RECORDS PROVIDED:
▬▬▬▬▬▬▬▬▬▬

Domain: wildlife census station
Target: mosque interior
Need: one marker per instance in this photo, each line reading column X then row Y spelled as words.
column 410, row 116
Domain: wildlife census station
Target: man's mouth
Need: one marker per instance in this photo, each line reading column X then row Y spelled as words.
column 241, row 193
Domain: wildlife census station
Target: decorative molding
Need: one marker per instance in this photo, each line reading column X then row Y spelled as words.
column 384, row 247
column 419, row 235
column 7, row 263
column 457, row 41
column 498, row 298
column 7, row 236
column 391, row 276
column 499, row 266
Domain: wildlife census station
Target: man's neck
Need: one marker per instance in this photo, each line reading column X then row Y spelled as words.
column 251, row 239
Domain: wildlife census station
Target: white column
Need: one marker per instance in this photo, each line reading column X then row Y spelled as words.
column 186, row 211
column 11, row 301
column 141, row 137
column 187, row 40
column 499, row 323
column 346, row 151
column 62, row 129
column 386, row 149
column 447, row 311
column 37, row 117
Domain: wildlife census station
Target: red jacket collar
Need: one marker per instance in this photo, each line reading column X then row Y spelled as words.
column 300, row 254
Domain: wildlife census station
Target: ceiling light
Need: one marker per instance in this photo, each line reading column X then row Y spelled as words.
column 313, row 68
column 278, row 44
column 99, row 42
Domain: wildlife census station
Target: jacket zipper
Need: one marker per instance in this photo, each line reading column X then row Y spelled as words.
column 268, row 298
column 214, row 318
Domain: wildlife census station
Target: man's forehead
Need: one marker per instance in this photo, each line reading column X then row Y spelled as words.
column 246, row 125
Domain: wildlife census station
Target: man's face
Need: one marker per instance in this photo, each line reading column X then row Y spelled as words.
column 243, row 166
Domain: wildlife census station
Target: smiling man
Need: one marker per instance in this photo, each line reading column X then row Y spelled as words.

▬▬▬▬▬▬▬▬▬▬

WORK TASK: The first line of the records begins the span, and the line containing "Target: man's neck" ends it. Reproduce that span exactly, both ends included.

TASK ANSWER:
Domain: wildlife census station
Target: mosque interior
Need: one marker per instance in this photo, each line reading column X then row Y spelled as words.
column 410, row 116
Domain: wildlife census station
Target: man's mouth
Need: one marker per instance in this photo, each line reading column X then row Y spelled as words.
column 241, row 193
Domain: wildlife census station
Target: decorative molding
Need: one marker per instance in this photo, each line reading column X then row Y spelled as words.
column 384, row 247
column 419, row 235
column 7, row 263
column 457, row 41
column 498, row 298
column 7, row 236
column 391, row 276
column 499, row 266
Domain: wildlife census station
Target: man's neck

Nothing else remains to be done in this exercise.